Page text
>>>>
- Born: 24 September 1888 London, England
- Died: 24 September 1961 (aged 73) London, England
- Scientific career
- Fields: Inorganic chemistry
- Workplaces: Imperial College London Armstrong College, Newcastle Sir John Cass Technical Institute
- Doctoral students: Geoffrey Wilkinson

= Henry Vincent Aird Briscoe =

British inorganic chemist

Henry Vincent Aird Briscoe (24 September 1888 - 24 September 1961), also known as Vincent Briscoe, was an inorganic chemist who spent most of his career at Imperial College London.

== Early life and education ==
Briscoe was born in London, and studied at City of London School, later reading chemistry at the Royal College of Science, shortly before its incorporation into Imperial College, from 1906 to 1909.

== Career ==
Briscoe worked as a lecturer at Imperial during the First World War, before going on to be appointed a professor at the Sir John Cass Technical Institute. In 1921, he moved to Armstrong College, Newcastle (now part of Durham University), where he became head of department in 1925, before returning to Imperial in 1932 as Chair of Inorganic Chemistry, retiring in 1954.
<<<<
Dataset entries
>>>>
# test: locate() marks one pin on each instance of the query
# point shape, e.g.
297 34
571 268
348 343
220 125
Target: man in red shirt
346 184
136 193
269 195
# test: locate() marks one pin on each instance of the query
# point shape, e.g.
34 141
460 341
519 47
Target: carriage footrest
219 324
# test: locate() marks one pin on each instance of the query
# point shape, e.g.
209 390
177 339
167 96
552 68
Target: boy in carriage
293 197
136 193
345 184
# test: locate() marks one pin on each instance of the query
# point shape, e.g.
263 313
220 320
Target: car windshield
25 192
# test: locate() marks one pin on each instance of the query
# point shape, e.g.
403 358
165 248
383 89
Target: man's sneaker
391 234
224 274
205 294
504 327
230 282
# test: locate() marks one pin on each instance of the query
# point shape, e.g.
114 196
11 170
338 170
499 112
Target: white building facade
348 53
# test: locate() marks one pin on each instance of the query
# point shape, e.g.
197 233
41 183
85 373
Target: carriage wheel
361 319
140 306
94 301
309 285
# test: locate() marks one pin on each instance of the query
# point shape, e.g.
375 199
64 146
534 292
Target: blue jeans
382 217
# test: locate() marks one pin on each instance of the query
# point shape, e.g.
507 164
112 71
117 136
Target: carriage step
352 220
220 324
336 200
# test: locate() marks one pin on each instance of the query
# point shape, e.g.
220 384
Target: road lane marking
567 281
<<<<
Task set
• a. Summarize the biography of Henry Vincent Aird Briscoe in two sentences.
• b. Provide a continuation of the biography of Henry Vincent Aird Briscoe, beginning after its last sentence.
The items were taken from a separate source and are unrelated to the biography of Henry Vincent Aird Briscoe.

Answers to the tasks
• a. Henry Vincent Aird Briscoe (1888–1961) was a British inorganic chemist who was born in London, studied chemistry at the Royal College of Science, and spent most of his career at Imperial College London. After lecturing at Imperial during the First World War, he held posts at the Sir John Cass Technical Institute and Armstrong College, Newcastle, then returned to Imperial in 1932 as Chair of Inorganic Chemistry and retired in 1954.

• b.
At Imperial, Briscoe researched, among other topics, heavy water, and developed an accurate method for finding the quantity of deuterium in smaller samples. He became the director of the inorganic and physical chemistry laboratories in 1938, succeeding J.C. Philip, and Head of Department in 1949. At Imperial, his PhD students included Geoffrey Wilkinson.

== Personal life ==
Briscoe married Rebecca K. Johnstone and had a son, William A. Briscoe, who became Associate Professor of Medicine at Columbia University, and a daughter, Dr Jean Mary Hinde. Briscoe died in London on 24 September 1961, at the age of 73. It was his 73rd birthday.

== Recognition ==
Briscoe was a fellow of the Royal Institute of Chemistry and the Institute of Fuel, and was elected a fellow of Imperial College London in 1958. Imperial has also names both an annual lecture at The Institute for Security Science and Technology and the undergraduate physical chemistry laboratory after Briscoe.